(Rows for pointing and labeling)
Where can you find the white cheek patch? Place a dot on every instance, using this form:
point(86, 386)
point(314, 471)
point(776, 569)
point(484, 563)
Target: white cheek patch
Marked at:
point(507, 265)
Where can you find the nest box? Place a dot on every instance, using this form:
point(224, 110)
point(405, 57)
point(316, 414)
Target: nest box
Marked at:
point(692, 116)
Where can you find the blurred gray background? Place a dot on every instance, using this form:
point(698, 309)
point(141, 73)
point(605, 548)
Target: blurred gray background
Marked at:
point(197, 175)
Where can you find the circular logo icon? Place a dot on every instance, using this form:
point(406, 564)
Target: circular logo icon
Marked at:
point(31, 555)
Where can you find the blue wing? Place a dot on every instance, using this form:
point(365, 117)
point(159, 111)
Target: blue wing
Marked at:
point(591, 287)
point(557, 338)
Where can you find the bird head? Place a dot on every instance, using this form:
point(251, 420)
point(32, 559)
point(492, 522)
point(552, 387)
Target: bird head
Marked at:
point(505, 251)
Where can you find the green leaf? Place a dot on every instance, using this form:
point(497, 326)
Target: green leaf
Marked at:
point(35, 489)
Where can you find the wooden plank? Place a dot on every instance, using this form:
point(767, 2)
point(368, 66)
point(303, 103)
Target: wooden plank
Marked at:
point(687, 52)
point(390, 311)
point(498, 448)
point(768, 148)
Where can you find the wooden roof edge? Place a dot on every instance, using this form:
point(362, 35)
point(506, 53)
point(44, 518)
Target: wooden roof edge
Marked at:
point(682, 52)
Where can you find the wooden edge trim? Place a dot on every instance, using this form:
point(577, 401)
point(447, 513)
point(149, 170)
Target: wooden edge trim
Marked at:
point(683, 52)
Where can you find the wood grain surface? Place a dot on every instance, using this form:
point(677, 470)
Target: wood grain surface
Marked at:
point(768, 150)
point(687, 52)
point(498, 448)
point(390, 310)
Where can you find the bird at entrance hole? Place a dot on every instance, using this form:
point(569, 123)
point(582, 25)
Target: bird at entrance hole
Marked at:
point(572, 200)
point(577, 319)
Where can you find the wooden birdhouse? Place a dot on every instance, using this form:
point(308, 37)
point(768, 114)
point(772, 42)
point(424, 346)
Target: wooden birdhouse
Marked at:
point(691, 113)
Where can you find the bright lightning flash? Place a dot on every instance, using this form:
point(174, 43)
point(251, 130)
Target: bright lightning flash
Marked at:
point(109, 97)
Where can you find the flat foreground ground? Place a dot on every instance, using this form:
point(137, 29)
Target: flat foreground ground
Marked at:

Exercise requirements: Copy every row above word for word, leaving nothing out and changing nothing.

Worked solution:
Where can you find the white cheek patch? Place a dot on every instance, using this form:
point(86, 386)
point(314, 471)
point(776, 569)
point(484, 563)
Target: white cheek patch
Marked at:
point(507, 265)
Where can you find the nest box? Place a dot on every instance, using this form:
point(224, 110)
point(405, 57)
point(316, 414)
Target: nest box
Marked at:
point(692, 116)
Where can you find the blurred gray background? Place a dot on every instance, using this form:
point(698, 309)
point(141, 73)
point(605, 548)
Target: blurred gray background
Marked at:
point(197, 175)
Where can you find the circular logo icon? Place a dot on every instance, using this form:
point(406, 564)
Target: circular logo icon
Marked at:
point(31, 555)
Where can you find the blue wing? Place a dot on every instance, using this form:
point(365, 117)
point(159, 111)
Target: blue wing
Marked at:
point(591, 287)
point(557, 338)
Where can you find the bird head? Place a dot on every instance, using this form:
point(251, 420)
point(32, 559)
point(492, 522)
point(552, 387)
Target: bird head
Marked at:
point(505, 251)
Where can you find the green leaf? Place a dot on every instance, using this form:
point(497, 326)
Target: green leaf
Marked at:
point(35, 489)
Where can you find the wooden plank? Place a dot on every instance, using this form:
point(767, 2)
point(368, 66)
point(303, 103)
Target: wooden plank
Marked at:
point(687, 52)
point(390, 311)
point(498, 448)
point(768, 148)
Where can you find the wooden roof edge? Place a dot on every instance, using this form:
point(362, 35)
point(506, 53)
point(44, 518)
Target: wooden roof edge
Marked at:
point(682, 52)
Where can you find the wooden edge trim? Place a dot on every instance, using this form:
point(577, 401)
point(447, 513)
point(149, 170)
Target: wooden edge trim
Marked at:
point(683, 52)
Where can you find the wood grain surface? Place a dot on every instance, using this form:
point(677, 470)
Target: wood grain surface
Marked at:
point(768, 150)
point(687, 52)
point(498, 448)
point(390, 310)
Where can you find the bird at entrance hole? Place a dot on every instance, using this form:
point(569, 123)
point(582, 25)
Target: bird at entrance hole
Marked at:
point(572, 200)
point(577, 319)
Where can you find the wooden birdhouse? Place a dot on every instance, using this form:
point(308, 37)
point(768, 114)
point(772, 42)
point(424, 346)
Target: wooden birdhouse
Marked at:
point(691, 113)
Where can you find the bright lightning flash? Place a dot on every instance, using this form:
point(174, 43)
point(251, 130)
Target: bright lightning flash
Marked at:
point(109, 97)
Where can you find the flat foreground ground? Place a dot on every instance, using this form:
point(137, 29)
Target: flat foreground ground
Marked at:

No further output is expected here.